**Problem to solve**
Copy out word for word the stretch of lines below from the first line through the line containing "pixel 508 61", including both ends.

********

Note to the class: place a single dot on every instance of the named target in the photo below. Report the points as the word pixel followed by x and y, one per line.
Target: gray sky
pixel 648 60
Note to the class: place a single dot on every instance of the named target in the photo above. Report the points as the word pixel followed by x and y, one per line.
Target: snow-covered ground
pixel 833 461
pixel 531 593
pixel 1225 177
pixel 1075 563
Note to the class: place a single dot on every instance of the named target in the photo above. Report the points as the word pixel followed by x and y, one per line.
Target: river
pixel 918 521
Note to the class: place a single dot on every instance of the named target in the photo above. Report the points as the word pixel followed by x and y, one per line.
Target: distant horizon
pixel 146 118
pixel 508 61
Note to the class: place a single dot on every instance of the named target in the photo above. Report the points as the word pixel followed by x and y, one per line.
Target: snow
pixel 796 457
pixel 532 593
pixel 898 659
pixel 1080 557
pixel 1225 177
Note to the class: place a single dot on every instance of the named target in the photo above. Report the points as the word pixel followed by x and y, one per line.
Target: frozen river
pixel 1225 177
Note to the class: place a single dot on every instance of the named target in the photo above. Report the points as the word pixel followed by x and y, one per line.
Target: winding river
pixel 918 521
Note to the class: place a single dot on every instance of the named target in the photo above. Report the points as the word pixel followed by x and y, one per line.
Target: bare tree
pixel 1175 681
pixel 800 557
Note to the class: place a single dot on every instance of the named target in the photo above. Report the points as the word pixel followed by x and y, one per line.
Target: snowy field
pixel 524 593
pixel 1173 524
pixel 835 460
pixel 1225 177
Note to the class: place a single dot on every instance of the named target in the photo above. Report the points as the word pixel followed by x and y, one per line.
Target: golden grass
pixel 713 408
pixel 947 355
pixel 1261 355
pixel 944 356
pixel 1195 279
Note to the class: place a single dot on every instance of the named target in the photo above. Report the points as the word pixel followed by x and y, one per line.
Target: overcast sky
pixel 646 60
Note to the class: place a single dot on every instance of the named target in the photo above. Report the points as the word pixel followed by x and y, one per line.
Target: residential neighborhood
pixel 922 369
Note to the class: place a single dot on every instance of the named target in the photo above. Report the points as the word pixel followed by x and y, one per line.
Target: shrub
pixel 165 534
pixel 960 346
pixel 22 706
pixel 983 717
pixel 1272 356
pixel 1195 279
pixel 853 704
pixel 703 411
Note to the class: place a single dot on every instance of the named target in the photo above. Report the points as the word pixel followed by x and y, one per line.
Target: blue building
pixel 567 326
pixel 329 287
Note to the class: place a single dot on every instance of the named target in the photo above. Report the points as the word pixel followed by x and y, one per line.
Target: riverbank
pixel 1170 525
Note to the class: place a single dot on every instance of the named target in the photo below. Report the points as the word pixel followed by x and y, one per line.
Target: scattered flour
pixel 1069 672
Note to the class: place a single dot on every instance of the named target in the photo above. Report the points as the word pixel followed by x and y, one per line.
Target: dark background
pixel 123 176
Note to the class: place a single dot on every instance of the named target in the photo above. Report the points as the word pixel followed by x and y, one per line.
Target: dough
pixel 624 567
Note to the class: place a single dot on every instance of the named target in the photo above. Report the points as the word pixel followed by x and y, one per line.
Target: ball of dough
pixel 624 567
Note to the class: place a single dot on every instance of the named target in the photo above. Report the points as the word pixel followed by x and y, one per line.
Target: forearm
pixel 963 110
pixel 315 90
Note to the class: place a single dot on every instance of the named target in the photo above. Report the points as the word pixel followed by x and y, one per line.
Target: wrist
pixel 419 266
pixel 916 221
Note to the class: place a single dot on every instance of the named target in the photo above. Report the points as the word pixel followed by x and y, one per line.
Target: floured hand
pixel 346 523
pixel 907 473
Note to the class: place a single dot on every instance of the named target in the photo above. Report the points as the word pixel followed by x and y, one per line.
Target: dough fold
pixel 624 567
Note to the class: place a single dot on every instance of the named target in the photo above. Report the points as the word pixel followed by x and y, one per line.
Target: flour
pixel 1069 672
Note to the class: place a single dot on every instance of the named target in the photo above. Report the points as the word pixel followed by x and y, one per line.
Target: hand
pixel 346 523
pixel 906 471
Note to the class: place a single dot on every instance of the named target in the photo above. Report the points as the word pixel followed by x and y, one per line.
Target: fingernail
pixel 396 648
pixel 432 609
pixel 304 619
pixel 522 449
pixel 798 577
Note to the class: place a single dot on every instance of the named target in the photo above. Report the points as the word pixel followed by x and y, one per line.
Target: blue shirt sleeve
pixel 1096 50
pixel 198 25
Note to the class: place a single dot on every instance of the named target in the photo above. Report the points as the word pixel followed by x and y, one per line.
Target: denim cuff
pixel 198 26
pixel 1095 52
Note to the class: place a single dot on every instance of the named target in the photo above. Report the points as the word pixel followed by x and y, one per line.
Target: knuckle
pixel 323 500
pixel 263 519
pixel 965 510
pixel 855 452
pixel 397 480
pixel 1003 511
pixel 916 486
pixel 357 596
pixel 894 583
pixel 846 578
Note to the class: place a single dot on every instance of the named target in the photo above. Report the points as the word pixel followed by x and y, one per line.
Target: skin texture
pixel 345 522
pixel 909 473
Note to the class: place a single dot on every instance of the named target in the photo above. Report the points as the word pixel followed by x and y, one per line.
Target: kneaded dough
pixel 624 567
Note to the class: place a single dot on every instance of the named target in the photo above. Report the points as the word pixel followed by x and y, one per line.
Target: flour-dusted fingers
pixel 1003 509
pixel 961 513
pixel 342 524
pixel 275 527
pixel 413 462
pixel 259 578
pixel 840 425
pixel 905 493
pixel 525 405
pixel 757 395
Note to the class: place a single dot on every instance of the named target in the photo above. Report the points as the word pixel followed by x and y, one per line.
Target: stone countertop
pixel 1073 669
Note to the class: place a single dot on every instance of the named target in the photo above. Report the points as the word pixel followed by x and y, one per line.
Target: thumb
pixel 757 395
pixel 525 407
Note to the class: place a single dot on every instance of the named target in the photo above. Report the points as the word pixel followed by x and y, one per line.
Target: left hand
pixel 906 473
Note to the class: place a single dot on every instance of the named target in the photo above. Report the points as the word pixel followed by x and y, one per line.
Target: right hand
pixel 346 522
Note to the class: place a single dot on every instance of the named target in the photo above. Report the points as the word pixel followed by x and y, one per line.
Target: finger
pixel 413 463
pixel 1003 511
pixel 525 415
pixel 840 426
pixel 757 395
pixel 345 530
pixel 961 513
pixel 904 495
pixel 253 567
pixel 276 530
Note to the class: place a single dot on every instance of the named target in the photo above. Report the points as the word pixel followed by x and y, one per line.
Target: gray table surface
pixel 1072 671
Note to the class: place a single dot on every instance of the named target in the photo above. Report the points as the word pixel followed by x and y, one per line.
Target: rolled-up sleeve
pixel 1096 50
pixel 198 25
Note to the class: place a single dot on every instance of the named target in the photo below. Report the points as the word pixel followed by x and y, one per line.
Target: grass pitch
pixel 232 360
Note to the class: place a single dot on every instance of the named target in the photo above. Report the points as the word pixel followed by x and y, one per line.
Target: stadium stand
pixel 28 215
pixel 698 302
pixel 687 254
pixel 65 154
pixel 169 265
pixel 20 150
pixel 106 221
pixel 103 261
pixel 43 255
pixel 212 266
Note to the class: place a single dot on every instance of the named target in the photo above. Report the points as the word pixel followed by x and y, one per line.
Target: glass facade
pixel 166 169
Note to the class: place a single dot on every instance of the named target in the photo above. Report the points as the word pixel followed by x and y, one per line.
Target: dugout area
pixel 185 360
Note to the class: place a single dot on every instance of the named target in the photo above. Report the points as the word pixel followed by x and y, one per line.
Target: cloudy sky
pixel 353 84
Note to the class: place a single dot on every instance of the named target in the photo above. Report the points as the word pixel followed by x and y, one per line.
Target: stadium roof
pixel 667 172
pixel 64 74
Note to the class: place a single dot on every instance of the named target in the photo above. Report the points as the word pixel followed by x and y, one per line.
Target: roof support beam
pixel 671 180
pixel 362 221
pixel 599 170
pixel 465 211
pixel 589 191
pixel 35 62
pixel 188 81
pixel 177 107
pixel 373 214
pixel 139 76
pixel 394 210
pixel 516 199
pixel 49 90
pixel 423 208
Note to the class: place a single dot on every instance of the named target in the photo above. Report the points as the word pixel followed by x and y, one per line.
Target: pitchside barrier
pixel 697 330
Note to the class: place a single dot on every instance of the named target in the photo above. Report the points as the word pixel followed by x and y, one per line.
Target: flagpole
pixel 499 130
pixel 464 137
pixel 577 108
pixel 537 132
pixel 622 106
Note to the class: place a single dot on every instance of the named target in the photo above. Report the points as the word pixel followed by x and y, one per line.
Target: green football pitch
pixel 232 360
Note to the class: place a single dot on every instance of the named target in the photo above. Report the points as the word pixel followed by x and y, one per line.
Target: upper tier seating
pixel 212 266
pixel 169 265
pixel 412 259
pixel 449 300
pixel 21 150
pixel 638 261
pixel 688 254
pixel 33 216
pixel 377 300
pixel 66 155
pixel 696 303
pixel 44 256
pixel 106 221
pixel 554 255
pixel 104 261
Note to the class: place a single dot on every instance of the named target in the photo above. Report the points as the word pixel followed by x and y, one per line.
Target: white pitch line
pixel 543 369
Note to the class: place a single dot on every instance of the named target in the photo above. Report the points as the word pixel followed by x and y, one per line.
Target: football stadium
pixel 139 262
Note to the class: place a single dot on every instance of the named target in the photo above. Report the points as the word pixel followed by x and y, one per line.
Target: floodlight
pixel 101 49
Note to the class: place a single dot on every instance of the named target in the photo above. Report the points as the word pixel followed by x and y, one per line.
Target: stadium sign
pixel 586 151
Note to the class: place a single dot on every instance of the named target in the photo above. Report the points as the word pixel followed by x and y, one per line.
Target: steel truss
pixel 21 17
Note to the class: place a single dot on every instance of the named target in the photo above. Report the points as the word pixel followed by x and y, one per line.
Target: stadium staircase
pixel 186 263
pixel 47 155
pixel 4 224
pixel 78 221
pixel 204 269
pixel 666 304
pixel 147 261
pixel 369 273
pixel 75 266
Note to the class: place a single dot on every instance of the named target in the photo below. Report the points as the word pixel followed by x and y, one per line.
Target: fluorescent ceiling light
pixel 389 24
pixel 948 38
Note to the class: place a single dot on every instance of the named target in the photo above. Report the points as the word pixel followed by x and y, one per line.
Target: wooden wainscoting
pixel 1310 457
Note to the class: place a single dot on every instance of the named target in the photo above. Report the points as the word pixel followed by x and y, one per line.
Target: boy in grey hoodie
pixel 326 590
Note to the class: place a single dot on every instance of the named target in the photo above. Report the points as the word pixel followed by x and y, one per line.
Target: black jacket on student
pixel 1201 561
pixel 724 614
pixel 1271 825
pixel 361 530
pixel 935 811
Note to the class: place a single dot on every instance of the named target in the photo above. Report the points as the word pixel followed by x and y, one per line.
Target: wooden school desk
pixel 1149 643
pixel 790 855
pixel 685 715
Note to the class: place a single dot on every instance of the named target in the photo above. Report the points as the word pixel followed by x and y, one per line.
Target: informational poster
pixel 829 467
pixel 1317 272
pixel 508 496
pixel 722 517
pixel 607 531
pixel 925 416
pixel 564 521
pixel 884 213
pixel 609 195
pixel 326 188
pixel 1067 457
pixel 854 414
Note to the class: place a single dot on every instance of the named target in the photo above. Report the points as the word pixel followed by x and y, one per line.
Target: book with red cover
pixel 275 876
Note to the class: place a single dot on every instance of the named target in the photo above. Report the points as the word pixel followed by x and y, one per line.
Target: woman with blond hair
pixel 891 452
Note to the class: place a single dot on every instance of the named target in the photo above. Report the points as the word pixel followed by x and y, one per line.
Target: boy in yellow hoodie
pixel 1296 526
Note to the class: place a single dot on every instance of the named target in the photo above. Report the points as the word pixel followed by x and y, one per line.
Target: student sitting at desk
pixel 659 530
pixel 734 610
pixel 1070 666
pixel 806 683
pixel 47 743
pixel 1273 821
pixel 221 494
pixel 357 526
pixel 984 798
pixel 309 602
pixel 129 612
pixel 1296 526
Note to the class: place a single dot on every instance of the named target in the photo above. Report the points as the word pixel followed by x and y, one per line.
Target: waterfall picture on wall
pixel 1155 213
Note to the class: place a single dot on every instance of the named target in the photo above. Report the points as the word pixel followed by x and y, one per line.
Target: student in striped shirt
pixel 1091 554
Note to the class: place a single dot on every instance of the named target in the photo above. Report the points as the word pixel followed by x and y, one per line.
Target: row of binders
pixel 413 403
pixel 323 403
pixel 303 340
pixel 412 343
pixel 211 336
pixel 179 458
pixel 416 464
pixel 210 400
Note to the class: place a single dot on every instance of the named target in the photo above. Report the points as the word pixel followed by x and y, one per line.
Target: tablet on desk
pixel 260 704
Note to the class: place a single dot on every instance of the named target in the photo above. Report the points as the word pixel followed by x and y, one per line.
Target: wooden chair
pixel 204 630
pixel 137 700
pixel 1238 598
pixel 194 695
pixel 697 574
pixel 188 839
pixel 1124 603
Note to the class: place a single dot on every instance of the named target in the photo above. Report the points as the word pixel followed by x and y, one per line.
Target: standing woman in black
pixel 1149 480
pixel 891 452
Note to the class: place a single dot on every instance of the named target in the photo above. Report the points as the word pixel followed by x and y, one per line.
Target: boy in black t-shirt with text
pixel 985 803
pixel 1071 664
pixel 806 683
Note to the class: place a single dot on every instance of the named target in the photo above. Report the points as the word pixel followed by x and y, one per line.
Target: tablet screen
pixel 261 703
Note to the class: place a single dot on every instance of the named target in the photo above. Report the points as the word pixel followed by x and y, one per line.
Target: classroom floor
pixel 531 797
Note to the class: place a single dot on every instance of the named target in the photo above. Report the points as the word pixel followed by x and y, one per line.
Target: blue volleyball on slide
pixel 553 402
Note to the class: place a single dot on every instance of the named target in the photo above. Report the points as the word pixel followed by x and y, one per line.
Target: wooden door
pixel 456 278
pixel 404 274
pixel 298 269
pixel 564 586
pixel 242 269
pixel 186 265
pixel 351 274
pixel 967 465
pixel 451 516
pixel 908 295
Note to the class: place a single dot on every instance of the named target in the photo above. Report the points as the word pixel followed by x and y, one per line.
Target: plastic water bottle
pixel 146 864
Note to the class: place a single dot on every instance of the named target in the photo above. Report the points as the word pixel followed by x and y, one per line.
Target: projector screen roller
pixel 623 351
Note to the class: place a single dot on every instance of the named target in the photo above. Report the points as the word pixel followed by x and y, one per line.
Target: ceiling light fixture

********

**Complete output**
Note to the class: place a single dot on every instance of the named target in the photo below. Report the points as the word pixel followed by x and y, one per line.
Target: gray sky
pixel 648 60
Note to the class: place a single dot on every instance of the named target in the photo above. Report the points as the word pixel followed by x and y, one per line.
Target: snow-covered ground
pixel 833 461
pixel 531 593
pixel 1225 177
pixel 1075 563
Note to the class: place a single dot on every instance of the named target in the photo above. Report the points as the word pixel followed by x and y, one per line.
Target: river
pixel 918 521
Note to the class: place a single dot on every instance of the named target in the photo above. Report the points as the word pixel followed by x and y, one per line.
Target: distant horizon
pixel 146 118
pixel 508 61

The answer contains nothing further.